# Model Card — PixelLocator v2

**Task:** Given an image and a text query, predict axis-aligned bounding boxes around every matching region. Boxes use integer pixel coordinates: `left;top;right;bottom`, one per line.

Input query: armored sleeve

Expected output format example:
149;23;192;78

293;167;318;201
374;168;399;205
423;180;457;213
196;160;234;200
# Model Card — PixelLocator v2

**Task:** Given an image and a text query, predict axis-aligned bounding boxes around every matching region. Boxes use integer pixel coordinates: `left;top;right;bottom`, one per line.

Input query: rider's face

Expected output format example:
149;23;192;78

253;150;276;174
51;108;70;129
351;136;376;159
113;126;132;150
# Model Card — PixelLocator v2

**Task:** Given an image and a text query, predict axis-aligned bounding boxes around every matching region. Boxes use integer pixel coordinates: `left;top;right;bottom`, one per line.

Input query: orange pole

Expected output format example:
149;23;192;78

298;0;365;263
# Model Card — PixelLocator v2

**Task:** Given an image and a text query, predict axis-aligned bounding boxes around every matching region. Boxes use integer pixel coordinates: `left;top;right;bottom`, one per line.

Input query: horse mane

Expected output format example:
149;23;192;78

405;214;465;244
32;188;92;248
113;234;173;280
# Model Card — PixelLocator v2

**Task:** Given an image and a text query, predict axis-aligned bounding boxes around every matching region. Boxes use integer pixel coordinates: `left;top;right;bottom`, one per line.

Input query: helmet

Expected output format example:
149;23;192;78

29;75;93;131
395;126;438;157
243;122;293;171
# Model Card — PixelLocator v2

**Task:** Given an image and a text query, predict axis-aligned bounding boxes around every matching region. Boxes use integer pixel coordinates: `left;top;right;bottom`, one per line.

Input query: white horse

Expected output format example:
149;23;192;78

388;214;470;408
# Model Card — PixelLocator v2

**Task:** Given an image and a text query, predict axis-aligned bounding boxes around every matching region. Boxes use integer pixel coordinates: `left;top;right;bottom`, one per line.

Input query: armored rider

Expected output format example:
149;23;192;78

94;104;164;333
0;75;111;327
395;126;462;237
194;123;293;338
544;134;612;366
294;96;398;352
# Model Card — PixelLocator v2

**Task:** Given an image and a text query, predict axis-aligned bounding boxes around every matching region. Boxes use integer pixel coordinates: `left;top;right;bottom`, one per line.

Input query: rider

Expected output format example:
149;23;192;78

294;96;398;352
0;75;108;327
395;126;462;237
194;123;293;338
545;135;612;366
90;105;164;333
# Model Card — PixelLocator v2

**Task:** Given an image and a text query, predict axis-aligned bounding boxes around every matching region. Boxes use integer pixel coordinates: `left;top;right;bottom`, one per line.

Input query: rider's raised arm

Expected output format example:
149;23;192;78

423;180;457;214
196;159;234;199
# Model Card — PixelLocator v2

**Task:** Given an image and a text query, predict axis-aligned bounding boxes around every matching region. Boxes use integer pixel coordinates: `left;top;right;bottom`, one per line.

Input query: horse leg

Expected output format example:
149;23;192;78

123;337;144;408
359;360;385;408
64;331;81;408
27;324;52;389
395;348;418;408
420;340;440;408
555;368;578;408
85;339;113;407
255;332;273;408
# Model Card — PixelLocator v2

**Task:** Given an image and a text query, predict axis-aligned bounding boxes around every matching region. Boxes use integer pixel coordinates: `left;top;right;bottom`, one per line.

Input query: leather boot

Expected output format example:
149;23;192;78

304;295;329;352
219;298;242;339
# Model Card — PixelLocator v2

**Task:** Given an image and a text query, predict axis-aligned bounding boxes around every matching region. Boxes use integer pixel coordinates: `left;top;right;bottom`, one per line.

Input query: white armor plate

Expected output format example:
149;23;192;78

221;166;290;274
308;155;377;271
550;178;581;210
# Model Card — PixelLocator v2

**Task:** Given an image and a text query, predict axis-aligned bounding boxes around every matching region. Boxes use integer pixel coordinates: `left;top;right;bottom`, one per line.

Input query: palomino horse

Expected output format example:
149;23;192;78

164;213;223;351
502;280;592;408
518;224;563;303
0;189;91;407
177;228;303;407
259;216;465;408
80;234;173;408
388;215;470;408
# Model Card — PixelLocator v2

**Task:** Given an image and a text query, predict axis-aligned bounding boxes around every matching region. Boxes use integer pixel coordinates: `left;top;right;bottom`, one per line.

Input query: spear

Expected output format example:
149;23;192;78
▬▬▬▬▬▬▬▬▬▬
*What to produce*:
Pull out every line of the material that contains the word "rider", and copy each one in full.

*Solved exercise*:
Input query: rider's face
Input query: armored rider
Input query: rider
Input query: rider's raised arm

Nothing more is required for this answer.